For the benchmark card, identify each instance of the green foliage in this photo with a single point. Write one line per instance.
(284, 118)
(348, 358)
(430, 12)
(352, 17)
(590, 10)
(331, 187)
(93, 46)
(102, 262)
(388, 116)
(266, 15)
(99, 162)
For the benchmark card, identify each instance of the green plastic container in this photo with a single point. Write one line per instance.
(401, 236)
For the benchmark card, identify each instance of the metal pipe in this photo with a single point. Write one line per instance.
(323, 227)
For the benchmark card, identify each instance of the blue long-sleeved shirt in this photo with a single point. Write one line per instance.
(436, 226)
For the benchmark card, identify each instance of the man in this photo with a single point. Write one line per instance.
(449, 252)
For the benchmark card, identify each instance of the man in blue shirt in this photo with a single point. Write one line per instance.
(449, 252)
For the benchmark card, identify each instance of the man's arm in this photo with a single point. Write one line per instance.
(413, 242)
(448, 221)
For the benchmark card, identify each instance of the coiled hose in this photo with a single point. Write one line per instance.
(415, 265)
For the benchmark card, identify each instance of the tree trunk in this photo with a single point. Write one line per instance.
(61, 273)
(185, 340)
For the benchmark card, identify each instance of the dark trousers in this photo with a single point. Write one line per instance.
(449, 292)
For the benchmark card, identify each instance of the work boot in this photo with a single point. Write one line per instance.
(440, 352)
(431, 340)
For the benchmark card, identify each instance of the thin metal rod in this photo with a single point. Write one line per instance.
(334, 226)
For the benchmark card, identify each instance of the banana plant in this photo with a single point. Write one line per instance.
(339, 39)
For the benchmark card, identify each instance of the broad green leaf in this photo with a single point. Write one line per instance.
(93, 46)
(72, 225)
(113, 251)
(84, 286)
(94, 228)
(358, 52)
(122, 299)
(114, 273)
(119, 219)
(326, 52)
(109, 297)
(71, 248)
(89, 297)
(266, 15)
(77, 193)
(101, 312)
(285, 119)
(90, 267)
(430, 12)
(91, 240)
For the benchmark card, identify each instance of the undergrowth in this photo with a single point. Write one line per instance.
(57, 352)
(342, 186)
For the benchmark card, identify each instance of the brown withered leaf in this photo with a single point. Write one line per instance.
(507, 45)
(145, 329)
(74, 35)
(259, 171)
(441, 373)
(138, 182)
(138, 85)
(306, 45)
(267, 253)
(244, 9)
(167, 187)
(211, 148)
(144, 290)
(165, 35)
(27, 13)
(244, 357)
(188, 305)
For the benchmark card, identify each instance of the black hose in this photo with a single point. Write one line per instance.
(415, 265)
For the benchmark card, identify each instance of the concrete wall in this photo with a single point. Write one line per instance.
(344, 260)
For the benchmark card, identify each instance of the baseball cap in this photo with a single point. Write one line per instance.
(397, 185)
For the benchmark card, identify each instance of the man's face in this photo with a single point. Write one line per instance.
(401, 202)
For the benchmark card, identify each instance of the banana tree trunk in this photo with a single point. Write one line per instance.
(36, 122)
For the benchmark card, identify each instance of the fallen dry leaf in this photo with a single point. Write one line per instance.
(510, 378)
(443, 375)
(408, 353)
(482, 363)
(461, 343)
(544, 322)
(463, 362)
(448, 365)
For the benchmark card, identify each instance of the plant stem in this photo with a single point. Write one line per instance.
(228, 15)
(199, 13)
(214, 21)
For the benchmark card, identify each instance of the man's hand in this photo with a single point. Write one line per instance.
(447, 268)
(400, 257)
= = =
→ **EXERCISE OBJECTIVE**: Please repeat every line of the records above word for word.

→ **OUTPUT OF THE TASK**:
For the benchmark card, identify each instance of the green foliage in this photo with a single point. Write one line per instance.
(284, 118)
(348, 358)
(430, 12)
(352, 17)
(590, 10)
(331, 187)
(93, 46)
(102, 262)
(388, 116)
(266, 15)
(99, 162)
For the benchmark card, identify each instance of the green plastic container in this photo with a single point. Write one line per instance.
(401, 236)
For the benchmark card, identify each instance of the metal pipe in this photo with a single point. Write one line per instance.
(323, 227)
For the benchmark card, identify each instance of the blue long-sleeved shirt in this photo with a single point. Write one line per instance.
(436, 226)
For the benchmark card, identify each instance of the man in this photo with a single point. Write one line per instance.
(449, 252)
For the benchmark card, identify each instance of the man in blue shirt in this photo with a single point. Write one line per instance.
(449, 252)
For the benchmark card, identify each instance of the man's arm in this photo with a single point. Write one line per instance.
(413, 242)
(448, 221)
For the benchmark card, identify each instance of the coiled hose in this photo with a single point. Write one line per instance.
(415, 265)
For the benchmark card, identify each instance of the tree trunk in this photo with a single point. Write one line per instance.
(61, 273)
(185, 340)
For the benchmark card, identify each instance of the dark trousers in this photo with a single point. Write one line per instance.
(449, 292)
For the benchmark card, identify each instance of the work boot in this photo with a single point. Write one line per instance.
(440, 352)
(431, 340)
For the benchmark card, identify each instance of the thin metal rod in this photo with a single point. Write one line per instance.
(334, 226)
For the benchmark card, identify each instance of the banana plant in this photo with a single point. Write one line per instance.
(339, 39)
For the benchmark card, identify each instance of the broad green leaf in this photo with a single point. Write one line per instance.
(93, 46)
(72, 225)
(113, 251)
(84, 286)
(94, 228)
(358, 52)
(122, 299)
(114, 273)
(119, 219)
(326, 52)
(109, 297)
(71, 248)
(89, 297)
(266, 15)
(77, 193)
(101, 312)
(285, 119)
(90, 267)
(430, 12)
(91, 240)
For the benchmark card, identify each instance of the undergrowth in this photo with a single point. Write one line per instance.
(57, 352)
(342, 186)
For the benchmark card, identify each instance of the brown withered leaf in this photo with a single point. Write one line per instance.
(507, 45)
(145, 329)
(74, 35)
(259, 171)
(441, 373)
(138, 182)
(138, 85)
(306, 45)
(267, 253)
(244, 9)
(167, 187)
(211, 148)
(144, 290)
(165, 35)
(27, 13)
(244, 357)
(188, 305)
For the benchmark card, identify each instance of the black hose in this photo with a single point. Write one line per instance.
(415, 265)
For the benchmark card, identify each instance of the concrete wall in this photo with a single point. Write one line per instance.
(344, 260)
For the benchmark card, identify each instance of the baseball cap in this photo with a single point. Write one line per instance.
(397, 185)
For the benchmark card, identify each instance of the man's face in this photo with a single point. Write one line per instance.
(401, 202)
For the benchmark card, identify each instance of the banana tree trunk in this photo with a single point. Write one line per instance.
(36, 122)
For the benchmark card, identify each instance of the fallen dry leaf in this photo with a single point. Write one line per instance.
(510, 378)
(443, 375)
(408, 353)
(482, 363)
(461, 343)
(544, 322)
(463, 362)
(448, 365)
For the benchmark card, identify each instance of the plant stem in this photo with a single point. Write one line per instance.
(228, 15)
(199, 13)
(214, 21)
For the benchmark card, identify each instance of the man's hand in this photo with a single point. Write one line per instance.
(447, 268)
(400, 257)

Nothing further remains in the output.